Set task =>
Provide the data again in its entirety, exactly as given.

Data section =>
######
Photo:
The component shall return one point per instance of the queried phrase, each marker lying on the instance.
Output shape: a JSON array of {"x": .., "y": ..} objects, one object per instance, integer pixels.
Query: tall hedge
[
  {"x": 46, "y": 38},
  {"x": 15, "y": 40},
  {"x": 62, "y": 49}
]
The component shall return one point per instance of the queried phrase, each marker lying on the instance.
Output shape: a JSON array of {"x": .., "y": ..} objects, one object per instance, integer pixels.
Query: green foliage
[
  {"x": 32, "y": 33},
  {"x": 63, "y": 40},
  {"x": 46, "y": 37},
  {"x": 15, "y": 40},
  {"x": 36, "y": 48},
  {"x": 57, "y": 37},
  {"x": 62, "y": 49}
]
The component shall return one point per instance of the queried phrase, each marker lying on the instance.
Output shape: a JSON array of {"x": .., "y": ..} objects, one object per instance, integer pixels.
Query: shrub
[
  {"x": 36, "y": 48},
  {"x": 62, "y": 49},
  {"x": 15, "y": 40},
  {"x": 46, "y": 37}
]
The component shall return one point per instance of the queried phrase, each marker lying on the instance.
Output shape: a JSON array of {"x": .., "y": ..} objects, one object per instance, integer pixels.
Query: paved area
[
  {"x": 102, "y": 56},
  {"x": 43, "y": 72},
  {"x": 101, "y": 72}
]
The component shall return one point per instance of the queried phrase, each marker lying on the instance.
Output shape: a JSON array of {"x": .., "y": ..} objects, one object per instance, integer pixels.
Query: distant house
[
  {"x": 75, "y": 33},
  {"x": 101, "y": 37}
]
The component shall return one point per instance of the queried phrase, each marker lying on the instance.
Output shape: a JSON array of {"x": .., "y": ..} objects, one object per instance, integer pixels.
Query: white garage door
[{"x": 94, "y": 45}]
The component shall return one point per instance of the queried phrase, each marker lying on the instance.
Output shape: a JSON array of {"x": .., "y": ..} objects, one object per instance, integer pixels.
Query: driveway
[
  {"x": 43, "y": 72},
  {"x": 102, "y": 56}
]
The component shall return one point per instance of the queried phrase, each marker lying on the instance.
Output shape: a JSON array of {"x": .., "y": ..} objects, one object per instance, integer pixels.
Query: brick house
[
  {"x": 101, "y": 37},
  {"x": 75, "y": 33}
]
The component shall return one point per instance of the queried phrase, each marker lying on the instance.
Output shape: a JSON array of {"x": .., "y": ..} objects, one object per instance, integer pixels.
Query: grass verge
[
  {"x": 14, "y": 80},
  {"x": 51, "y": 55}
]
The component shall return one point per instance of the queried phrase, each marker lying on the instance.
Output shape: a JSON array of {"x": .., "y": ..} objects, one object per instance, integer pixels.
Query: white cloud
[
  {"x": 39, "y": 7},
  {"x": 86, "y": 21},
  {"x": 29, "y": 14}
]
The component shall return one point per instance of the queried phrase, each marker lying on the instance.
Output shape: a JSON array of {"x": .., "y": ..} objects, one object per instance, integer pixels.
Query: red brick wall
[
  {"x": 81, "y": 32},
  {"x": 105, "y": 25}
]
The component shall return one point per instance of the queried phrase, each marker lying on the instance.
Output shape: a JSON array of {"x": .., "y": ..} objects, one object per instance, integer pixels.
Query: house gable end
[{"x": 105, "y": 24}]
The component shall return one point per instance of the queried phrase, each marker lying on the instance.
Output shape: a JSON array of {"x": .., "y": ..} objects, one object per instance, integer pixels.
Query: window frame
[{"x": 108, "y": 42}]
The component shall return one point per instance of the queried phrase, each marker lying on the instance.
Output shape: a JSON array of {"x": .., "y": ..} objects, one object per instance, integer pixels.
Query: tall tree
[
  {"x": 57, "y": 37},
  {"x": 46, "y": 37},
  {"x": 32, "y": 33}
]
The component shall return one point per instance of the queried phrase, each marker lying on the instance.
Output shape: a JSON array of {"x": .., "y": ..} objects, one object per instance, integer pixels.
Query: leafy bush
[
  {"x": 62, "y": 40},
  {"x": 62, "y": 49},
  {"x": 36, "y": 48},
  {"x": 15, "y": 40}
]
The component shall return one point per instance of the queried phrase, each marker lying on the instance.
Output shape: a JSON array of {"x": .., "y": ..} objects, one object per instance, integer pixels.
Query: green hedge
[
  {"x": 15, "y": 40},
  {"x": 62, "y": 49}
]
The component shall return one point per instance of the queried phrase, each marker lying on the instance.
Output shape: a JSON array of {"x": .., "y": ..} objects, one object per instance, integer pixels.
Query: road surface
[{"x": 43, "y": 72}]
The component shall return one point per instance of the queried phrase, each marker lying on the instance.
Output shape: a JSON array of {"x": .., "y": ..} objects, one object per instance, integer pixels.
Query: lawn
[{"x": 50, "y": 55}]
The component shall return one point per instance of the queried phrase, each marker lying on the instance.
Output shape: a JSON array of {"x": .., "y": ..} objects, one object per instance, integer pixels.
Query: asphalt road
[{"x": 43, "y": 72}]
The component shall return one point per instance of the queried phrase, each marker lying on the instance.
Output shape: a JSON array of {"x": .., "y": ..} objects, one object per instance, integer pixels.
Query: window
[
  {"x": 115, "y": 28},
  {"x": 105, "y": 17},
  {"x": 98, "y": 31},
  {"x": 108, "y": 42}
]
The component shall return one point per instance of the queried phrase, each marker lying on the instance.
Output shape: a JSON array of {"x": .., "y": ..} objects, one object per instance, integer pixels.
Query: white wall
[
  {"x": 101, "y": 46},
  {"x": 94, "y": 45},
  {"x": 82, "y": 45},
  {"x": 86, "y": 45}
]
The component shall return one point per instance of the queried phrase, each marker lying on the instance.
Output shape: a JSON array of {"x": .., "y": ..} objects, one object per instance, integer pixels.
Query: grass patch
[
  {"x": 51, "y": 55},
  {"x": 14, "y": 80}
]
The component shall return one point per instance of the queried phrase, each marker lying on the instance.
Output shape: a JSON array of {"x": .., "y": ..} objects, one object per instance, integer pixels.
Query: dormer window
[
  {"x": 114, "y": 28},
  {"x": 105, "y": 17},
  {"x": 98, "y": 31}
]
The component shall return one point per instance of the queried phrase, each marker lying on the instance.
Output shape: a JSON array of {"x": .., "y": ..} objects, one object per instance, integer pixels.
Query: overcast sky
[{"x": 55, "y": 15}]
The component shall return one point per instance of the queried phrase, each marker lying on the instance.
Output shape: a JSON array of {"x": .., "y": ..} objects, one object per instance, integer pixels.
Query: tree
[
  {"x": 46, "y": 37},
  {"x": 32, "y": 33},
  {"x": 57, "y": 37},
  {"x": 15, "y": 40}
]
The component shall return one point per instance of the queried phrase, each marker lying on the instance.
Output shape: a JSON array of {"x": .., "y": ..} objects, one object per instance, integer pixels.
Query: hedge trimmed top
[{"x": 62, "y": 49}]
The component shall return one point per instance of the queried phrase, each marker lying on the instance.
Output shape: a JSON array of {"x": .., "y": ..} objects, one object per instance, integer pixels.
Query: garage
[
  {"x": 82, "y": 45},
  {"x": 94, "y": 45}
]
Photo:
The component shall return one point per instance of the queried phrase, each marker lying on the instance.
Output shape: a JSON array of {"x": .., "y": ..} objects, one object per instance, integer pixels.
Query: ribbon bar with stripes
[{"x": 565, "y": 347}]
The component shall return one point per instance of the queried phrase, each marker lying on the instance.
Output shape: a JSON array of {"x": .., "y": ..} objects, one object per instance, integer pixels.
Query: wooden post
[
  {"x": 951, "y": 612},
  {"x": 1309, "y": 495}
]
######
Worked answer =>
Photo:
The component shall return one point per instance of the queried phrase, each marker lying on the instance.
Output shape: a JSON array of {"x": .., "y": ..} objects, one object per instance, integer pixels.
Query: tall hedge
[
  {"x": 46, "y": 38},
  {"x": 15, "y": 40},
  {"x": 62, "y": 49}
]
The component shall return one point per instance of the queried phrase, each marker lying on the instance.
Output shape: a JSON array of {"x": .., "y": ..} objects, one object per instance, integer pixels.
Query: green foliage
[
  {"x": 32, "y": 33},
  {"x": 63, "y": 40},
  {"x": 46, "y": 37},
  {"x": 15, "y": 40},
  {"x": 36, "y": 48},
  {"x": 57, "y": 37},
  {"x": 62, "y": 49}
]
The component shall return one point per instance of the queried phrase, each marker lying on the instance.
Output shape: a JSON array of {"x": .., "y": ..} objects, one object per instance, integer pixels.
Query: shrub
[
  {"x": 36, "y": 48},
  {"x": 62, "y": 49},
  {"x": 15, "y": 40},
  {"x": 46, "y": 37}
]
The component shall return one point per instance of the queried phrase, each marker lying on the instance.
Output shape: a JSON array of {"x": .., "y": ..} objects, one object per instance, integer pixels.
Query: paved area
[
  {"x": 102, "y": 56},
  {"x": 43, "y": 72},
  {"x": 101, "y": 72}
]
The component shall return one point per instance of the queried phrase, each marker lying on the instance.
Output shape: a JSON array of {"x": .., "y": ..} objects, one object per instance, integer pixels.
Query: distant house
[
  {"x": 75, "y": 33},
  {"x": 101, "y": 37}
]
The component shall return one point per instance of the queried phrase, each marker lying on the instance.
Output shape: a JSON array of {"x": .., "y": ..} objects, one object per instance, integer pixels.
Query: white garage door
[{"x": 94, "y": 45}]
The component shall return one point per instance of the queried phrase, each marker lying on the instance.
Output shape: a JSON array of {"x": .., "y": ..} objects, one object per instance, integer pixels.
Query: driveway
[
  {"x": 43, "y": 72},
  {"x": 102, "y": 56}
]
The component shall return one point per instance of the queried phrase, each marker lying on the instance.
Output shape: a JSON array of {"x": .., "y": ..} objects, one object per instance, integer pixels.
Query: brick house
[
  {"x": 101, "y": 37},
  {"x": 75, "y": 33}
]
The component shall return one point per instance of the queried phrase, each marker lying on the instance.
Output shape: a JSON array of {"x": .., "y": ..} objects, one object per instance, integer pixels.
Query: grass verge
[
  {"x": 14, "y": 80},
  {"x": 51, "y": 55}
]
The component shall return one point per instance of the queried phrase, each marker lying on the instance.
Output shape: a JSON array of {"x": .., "y": ..} objects, one object per instance, integer pixels.
Query: white cloud
[
  {"x": 39, "y": 7},
  {"x": 86, "y": 21},
  {"x": 29, "y": 14}
]
The component shall return one point per instance of the queried phrase, each marker lying on the instance.
Output shape: a JSON array of {"x": .., "y": ..} objects, one object per instance, integer pixels.
Query: red brick wall
[
  {"x": 81, "y": 32},
  {"x": 105, "y": 25}
]
The component shall return one point per instance of the queried phrase, each marker lying on the instance.
Output shape: a JSON array of {"x": .., "y": ..} objects, one object per instance, integer pixels.
Query: house gable end
[{"x": 105, "y": 24}]
The component shall return one point per instance of the queried phrase, each marker lying on the instance.
Output shape: a JSON array of {"x": .., "y": ..} objects, one object per instance, integer pixels.
Query: window frame
[{"x": 108, "y": 42}]
The component shall return one point per instance of the queried phrase, each marker lying on the instance.
Output shape: a JSON array of {"x": .., "y": ..} objects, one object per instance, integer pixels.
Query: tall tree
[
  {"x": 57, "y": 37},
  {"x": 46, "y": 37},
  {"x": 32, "y": 33}
]
The component shall return one point per instance of the queried phrase, each marker lying on the instance.
Output shape: a JSON array of {"x": .., "y": ..} objects, one object per instance, integer pixels.
Query: leafy bush
[
  {"x": 62, "y": 40},
  {"x": 62, "y": 49},
  {"x": 36, "y": 48},
  {"x": 15, "y": 40}
]
The component shall return one point per instance of the queried phrase, each marker lying on the instance.
Output shape: a JSON array of {"x": .., "y": ..} objects, one object per instance, integer pixels.
Query: green hedge
[
  {"x": 15, "y": 40},
  {"x": 62, "y": 49}
]
The component shall return one point per instance of the queried phrase, each marker lying on the instance.
Output shape: a JSON array of {"x": .., "y": ..} objects, one object per instance, integer pixels.
Query: road surface
[{"x": 43, "y": 72}]
The component shall return one point per instance of the queried phrase, each marker lying on the instance.
Output shape: a JSON array of {"x": .., "y": ..} objects, one object per instance, integer pixels.
Query: lawn
[{"x": 50, "y": 55}]
The component shall return one point per instance of the queried phrase, each marker lying on the instance.
Output shape: a JSON array of {"x": .., "y": ..} objects, one object per instance, integer pixels.
Query: asphalt road
[{"x": 43, "y": 72}]
The component shall return one point per instance of the queried phrase, each marker lying on the instance.
Output shape: a JSON array of {"x": .., "y": ..} objects, one object per instance, integer pixels.
Query: window
[
  {"x": 115, "y": 28},
  {"x": 105, "y": 17},
  {"x": 98, "y": 31},
  {"x": 108, "y": 42}
]
The component shall return one point per instance of the queried phrase, each marker lying on the instance.
Output shape: a JSON array of {"x": .., "y": ..} objects, one object per instance, integer pixels.
Query: white wall
[
  {"x": 101, "y": 46},
  {"x": 94, "y": 45},
  {"x": 82, "y": 45},
  {"x": 86, "y": 45}
]
The component shall return one point per instance of the queried phrase, each marker lying on the instance.
Output shape: a JSON array of {"x": .., "y": ..} objects, one object per instance, integer pixels.
Query: grass patch
[
  {"x": 51, "y": 55},
  {"x": 14, "y": 80}
]
The component shall return one point per instance of the queried phrase, each marker lying on the instance.
Output shape: a JSON array of {"x": .., "y": ..} objects, one object per instance, integer pixels.
Query: dormer window
[
  {"x": 114, "y": 28},
  {"x": 105, "y": 17},
  {"x": 98, "y": 31}
]
The component shall return one point per instance of the queried phrase, each marker lying on the instance.
Output shape: a JSON array of {"x": .., "y": ..} objects, one object per instance, integer pixels.
Query: overcast sky
[{"x": 55, "y": 15}]
The component shall return one point per instance of the queried phrase, each marker lying on the instance.
Output shape: a JSON array of {"x": .., "y": ..} objects, one object per instance, integer pixels.
Query: tree
[
  {"x": 46, "y": 37},
  {"x": 32, "y": 33},
  {"x": 57, "y": 37},
  {"x": 15, "y": 40}
]
The component shall return one point per instance of the queried phrase, each marker lying on the instance.
Output shape: a JSON array of {"x": .., "y": ..} objects, one object per instance, integer pixels.
Query: hedge trimmed top
[{"x": 62, "y": 49}]
The component shall return one point per instance of the queried phrase, each marker lying on the instance.
Output shape: a JSON array of {"x": .., "y": ..} objects, one object per instance, integer pixels.
Query: garage
[
  {"x": 82, "y": 45},
  {"x": 94, "y": 45}
]
Photo:
The component shall return one point per instance of the queried phrase, each marker lying on the instance.
Output shape: a JSON array of {"x": .., "y": ..} objects, one object per instance, integer pixels.
Query: ribbon bar with stripes
[{"x": 565, "y": 347}]
The component shall return one point per instance of the queried phrase, each marker lying on the instance.
Output shape: a JSON array of {"x": .., "y": ..} objects, one object per instance, integer pixels.
Query: wooden post
[
  {"x": 951, "y": 612},
  {"x": 1309, "y": 495}
]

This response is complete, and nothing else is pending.